• Consegna 1
Nel brano sul matrimonio di Shillai, in quale distretto indiano si trova il villaggio?
• Consegna 2
Elenca tutti i nomi di luoghi geografici che compaiono nel brano sul matrimonio di Shillai.
• Consegna 3
Trascrivi dal brano sul matrimonio di Shillai il tratto che va da "Un Matrimonio Tradizionale" fino a "donna, Garima Phatinan.".

• Testo citato
:::::
Un Matrimonio Tradizionale a Shillai
Due Fratelli Sposano la Stessa Donna
Sono arrivato in questo angolo remoto dell’India settentrionale per assistere a un evento che sembra sospeso tra passato e presente: un matrimonio Jodidara, in cui due fratelli sposano la stessa donna....



 
Il sole si arrampica lento sulle colline verdeggianti di Shillai, un piccolo villaggio incastonato nel distretto indiano di Sirmaur, nell’Himachal Pradesh. L’aria è fresca, profumata di pino e terra umida, mentre il suono di tamburi lontani rompe il silenzio della mattina. Sono arrivato in questo angolo remoto dell’India settentrionale per assistere a un evento che sembra sospeso tra passato e presente: un matrimonio Jodidara, una tradizione della tribù Hatti in cui due fratelli sposano la stessa donna, Garima Phatinan.

Mentre percorro le stradine sterrate di Shillai, osservo la vita del villaggio che si anima. Case di pietra e legno si alternano a campi terrazzati, dove donne in sari colorati raccolgono ortaggi e uomini guidano greggi di capre. La comunità è raccolta, i sorrisi sono calorosi, ma c’è una certa curiosità negli occhi di chi mi vede, un forestiero con un taccuino in mano. “Vieni per il matrimonio?” Mi chiede un anziano seduto su una panchina di legno, il volto segnato dal sole e dal tempo. Annuisco, e lui sorride: “È la nostra tradizione. Tiene unite le famiglie e la terra.”
:::::
• Estratti del dataset
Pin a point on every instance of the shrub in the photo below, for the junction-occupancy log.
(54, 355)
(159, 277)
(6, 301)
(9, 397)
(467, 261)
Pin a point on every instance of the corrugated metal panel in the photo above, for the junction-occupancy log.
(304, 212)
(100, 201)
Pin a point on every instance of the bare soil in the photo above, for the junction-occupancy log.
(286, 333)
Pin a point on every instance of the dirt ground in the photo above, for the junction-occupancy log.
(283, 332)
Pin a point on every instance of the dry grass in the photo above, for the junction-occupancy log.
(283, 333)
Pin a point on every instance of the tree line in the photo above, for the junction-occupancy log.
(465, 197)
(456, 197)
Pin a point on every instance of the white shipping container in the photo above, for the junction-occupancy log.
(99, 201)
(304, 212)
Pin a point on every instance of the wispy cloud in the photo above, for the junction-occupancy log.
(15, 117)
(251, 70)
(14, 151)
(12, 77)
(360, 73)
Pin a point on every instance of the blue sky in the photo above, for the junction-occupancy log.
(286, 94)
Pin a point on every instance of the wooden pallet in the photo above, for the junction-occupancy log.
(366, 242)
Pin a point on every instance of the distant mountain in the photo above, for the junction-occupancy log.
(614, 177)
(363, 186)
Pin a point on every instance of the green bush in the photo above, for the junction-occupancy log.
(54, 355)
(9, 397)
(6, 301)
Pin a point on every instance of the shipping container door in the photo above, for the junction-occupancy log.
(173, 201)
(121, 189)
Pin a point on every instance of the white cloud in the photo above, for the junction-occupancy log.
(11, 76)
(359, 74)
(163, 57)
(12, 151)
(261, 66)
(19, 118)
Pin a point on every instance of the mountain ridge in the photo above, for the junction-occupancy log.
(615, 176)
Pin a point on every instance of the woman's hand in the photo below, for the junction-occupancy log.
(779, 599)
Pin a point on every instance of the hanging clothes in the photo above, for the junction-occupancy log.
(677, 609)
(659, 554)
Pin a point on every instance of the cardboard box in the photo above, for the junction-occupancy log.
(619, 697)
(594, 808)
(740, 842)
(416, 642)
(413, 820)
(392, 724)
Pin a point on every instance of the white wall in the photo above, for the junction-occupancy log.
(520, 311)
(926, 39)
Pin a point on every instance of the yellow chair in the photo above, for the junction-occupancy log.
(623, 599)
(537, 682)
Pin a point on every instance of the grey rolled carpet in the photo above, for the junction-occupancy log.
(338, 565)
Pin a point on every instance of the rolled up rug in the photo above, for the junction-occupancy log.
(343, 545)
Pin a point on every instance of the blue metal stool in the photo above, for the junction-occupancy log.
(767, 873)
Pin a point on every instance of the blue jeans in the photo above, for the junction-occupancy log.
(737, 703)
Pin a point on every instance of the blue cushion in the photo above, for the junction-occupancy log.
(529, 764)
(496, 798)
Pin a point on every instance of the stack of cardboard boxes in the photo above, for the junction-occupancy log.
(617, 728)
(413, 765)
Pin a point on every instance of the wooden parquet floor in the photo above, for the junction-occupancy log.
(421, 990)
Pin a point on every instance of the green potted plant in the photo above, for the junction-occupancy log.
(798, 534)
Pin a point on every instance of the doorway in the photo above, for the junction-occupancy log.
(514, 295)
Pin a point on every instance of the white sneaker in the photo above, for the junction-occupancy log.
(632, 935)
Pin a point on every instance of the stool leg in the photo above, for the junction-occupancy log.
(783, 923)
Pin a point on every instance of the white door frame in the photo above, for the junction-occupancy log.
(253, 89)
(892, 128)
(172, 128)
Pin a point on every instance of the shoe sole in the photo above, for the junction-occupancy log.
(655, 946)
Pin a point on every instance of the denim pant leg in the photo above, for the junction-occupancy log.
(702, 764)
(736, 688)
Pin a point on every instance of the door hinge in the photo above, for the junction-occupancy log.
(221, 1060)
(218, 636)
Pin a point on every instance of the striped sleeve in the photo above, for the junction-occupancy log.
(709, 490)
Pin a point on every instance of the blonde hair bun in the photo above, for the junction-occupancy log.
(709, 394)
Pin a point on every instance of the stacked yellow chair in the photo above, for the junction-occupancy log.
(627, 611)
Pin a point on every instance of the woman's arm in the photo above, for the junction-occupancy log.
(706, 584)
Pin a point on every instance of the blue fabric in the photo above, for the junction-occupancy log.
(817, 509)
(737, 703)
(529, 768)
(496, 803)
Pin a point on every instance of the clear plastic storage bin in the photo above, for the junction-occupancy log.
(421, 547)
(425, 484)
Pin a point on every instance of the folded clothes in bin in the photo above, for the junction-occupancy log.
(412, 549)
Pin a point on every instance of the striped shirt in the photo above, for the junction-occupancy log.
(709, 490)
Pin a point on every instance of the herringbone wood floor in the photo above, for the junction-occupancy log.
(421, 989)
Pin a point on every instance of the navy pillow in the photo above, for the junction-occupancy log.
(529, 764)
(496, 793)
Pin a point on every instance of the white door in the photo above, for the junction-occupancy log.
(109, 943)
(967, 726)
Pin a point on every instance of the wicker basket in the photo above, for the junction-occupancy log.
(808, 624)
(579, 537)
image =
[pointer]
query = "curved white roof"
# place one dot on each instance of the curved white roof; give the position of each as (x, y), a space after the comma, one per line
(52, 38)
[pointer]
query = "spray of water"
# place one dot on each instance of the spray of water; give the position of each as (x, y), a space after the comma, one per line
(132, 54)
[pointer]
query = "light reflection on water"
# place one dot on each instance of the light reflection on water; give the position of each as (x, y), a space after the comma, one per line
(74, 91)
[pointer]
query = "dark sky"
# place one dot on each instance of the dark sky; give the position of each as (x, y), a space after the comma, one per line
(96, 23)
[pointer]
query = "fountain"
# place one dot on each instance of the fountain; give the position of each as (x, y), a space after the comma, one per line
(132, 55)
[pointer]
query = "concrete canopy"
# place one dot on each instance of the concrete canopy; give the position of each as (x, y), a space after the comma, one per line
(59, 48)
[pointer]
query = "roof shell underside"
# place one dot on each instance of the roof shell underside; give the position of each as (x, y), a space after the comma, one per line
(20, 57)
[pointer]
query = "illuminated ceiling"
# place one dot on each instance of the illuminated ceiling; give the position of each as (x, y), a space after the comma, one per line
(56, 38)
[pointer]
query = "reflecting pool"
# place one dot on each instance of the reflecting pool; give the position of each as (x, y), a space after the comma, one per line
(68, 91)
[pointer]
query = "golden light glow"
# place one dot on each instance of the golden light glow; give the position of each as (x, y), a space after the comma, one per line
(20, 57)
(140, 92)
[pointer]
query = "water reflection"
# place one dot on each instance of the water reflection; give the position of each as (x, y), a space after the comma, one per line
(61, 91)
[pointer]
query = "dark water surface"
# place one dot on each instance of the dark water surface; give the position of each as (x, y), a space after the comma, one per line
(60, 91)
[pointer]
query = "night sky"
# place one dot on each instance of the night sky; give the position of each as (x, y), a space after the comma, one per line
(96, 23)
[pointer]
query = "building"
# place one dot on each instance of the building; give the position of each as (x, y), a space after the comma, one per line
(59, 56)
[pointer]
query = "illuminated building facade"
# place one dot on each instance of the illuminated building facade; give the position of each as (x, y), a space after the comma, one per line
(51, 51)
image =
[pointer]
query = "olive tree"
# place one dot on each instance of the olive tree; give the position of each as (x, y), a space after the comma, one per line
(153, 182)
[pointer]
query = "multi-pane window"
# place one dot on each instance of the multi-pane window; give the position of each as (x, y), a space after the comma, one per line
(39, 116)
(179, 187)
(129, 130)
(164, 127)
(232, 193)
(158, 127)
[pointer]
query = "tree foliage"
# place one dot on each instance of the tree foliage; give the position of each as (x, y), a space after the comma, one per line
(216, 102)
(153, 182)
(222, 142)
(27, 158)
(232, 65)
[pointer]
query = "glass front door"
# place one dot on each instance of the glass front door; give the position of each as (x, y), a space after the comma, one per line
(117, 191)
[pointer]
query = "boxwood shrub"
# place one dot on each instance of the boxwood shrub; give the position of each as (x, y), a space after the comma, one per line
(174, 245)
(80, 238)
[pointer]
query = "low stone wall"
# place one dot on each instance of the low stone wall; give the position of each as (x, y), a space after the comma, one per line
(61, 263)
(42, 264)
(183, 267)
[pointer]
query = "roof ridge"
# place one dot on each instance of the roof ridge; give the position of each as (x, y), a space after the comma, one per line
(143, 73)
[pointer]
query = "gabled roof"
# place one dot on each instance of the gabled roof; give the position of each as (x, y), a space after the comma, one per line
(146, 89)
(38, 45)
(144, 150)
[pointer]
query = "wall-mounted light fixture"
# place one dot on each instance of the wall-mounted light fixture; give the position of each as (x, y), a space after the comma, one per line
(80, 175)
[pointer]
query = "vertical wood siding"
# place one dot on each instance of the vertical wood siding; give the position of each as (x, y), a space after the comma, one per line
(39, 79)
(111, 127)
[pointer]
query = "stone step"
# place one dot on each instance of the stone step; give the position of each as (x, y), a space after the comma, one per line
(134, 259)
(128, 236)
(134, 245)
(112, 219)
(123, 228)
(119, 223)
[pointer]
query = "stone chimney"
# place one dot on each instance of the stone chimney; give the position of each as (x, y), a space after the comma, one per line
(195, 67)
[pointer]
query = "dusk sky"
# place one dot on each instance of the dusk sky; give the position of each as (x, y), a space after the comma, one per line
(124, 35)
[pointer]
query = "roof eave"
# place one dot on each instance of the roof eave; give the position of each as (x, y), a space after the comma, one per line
:::::
• Risposta corretta 1
Nel distretto di Sirmaur, nell'Himachal Pradesh.

• Risposta corretta 2
Shillai, Sirmaur, Himachal Pradesh, India

• Risposta corretta 3
Un Matrimonio Tradizionale a Shillai
Due Fratelli Sposano la Stessa Donna
Sono arrivato in questo angolo remoto dell’India settentrionale per assistere a un evento che sembra sospeso tra passato e presente: un matrimonio Jodidara, in cui due fratelli sposano la stessa donna....



 
Il sole si arrampica lento sulle colline verdeggianti di Shillai, un piccolo villaggio incastonato nel distretto indiano di Sirmaur, nell’Himachal Pradesh. L’aria è fresca, profumata di pino e terra umida, mentre il suono di tamburi lontani rompe il silenzio della mattina. Sono arrivato in questo angolo remoto dell’India settentrionale per assistere a un evento che sembra sospeso tra passato e presente: un matrimonio Jodidara, una tradizione della tribù Hatti in cui due fratelli sposano la stessa donna, Garima Phatinan.